Can the Jazz Use Their Remaining Cap Room in Trades?

January 9th, 2014 | by Dan Clayton
Marvin Williams is popular and effective, but a likely candidate for cap-motivated trades. Photo by Melissa Majchrzak/NBAE via Getty Images

Marvin Williams is popular and effective, but a likely candidate for cap-motivated trades. Photo by Melissa Majchrzak/NBAE via Getty Images

If a week’s worth of Andrew Bynum speculation wasn’t a strong enough clue, we’re in the thick of the NBA trade season. And it appears the Jazz are more than willing to sell the chunks of flexibility they have left.

The Jazz wanted Bynum for precisely the same reason Chicago did: so they could waive him, save some money and improve their cap situation going into trade season. That didn’t work, so let’s reset on the Jazz’s financial position and goals heading into trade season and figure out what types of deals they might swing.

The Jazz’s Situation – Cap & Goals

The Jazz shaved about a half million from their cap sheet by waiving Mike Harris last week. He had already received $388K of his minimum salary, but the remaining half million is now money the Jazz have to operate with.

However, that doesn’t do a lot. The Jazz now have roughly $2.45 million under the cap, which doesn’t go a long way.

As far as what their goals are, I think the Bynum rumor (if even 10% true) just reaffirms what we all assume the Jazz’s goals are: to stock up the asset supply heading into this summer. All signs are that the Jazz will be aggressive this summer in pursuing a franchise-changing talent, and it seems like just about anything and anyone is on the table if it accomplishes that.

Let’s break down the possibilities. This is sort of an updated version of November’s trade likelihood series, but specifically for the trade deadline season.

Who’s not moving by February 20

I can’t see the Jazz trading any of the five recent lottery picks unless it absolutely assures them a better shot at drafting a generational talent. No deadline trade will come with that type of guarantee since they’re pre-lottery, and in fact we won’t know until May if the Jazz even need help landing a top three spot or if they got one on their own. So don’t expect the Jazz to move any of Los Cinco (the new core nickname I thought of while on the air on Spanish radio on Tuesday) for a slightly increased chance at June success.

Nobody’s off the table in general terms, and in fact I think a couple of these guys should keep an open line for their agents leading up to June 26, but it’s just not advantageous for the Jazz to move any of those guys before the February deadline.

▸ SUPPLIED INFORMATION:
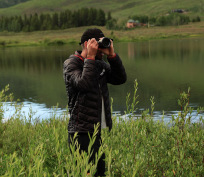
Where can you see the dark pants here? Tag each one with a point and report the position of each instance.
(83, 140)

▸ REQUIRED WORK:
1 – Reproduce the article on the Jazz's cap room from "January 9th, 2014" to "they might swing.".
2 – Answer these questions using the article on the Jazz's cap room:
(a) Which player did the Jazz waive last week to trim their cap sheet?
(b) Roughly how far under the cap are the Jazz now?
(c) What nickname does the author give the five recent lottery picks?
The listing has no connection to the article on the Jazz's cap room.

▸ FINAL RESULTS:
1 –
January 9th, 2014 | by Dan Clayton
Marvin Williams is popular and effective, but a likely candidate for cap-motivated trades. Photo by Melissa Majchrzak/NBAE via Getty Images

Marvin Williams is popular and effective, but a likely candidate for cap-motivated trades. Photo by Melissa Majchrzak/NBAE via Getty Images

If a week’s worth of Andrew Bynum speculation wasn’t a strong enough clue, we’re in the thick of the NBA trade season. And it appears the Jazz are more than willing to sell the chunks of flexibility they have left.

The Jazz wanted Bynum for precisely the same reason Chicago did: so they could waive him, save some money and improve their cap situation going into trade season. That didn’t work, so let’s reset on the Jazz’s financial position and goals heading into trade season and figure out what types of deals they might swing.

2 –
(a) Mike Harris
(b) About $2.45 million
(c) Los Cinco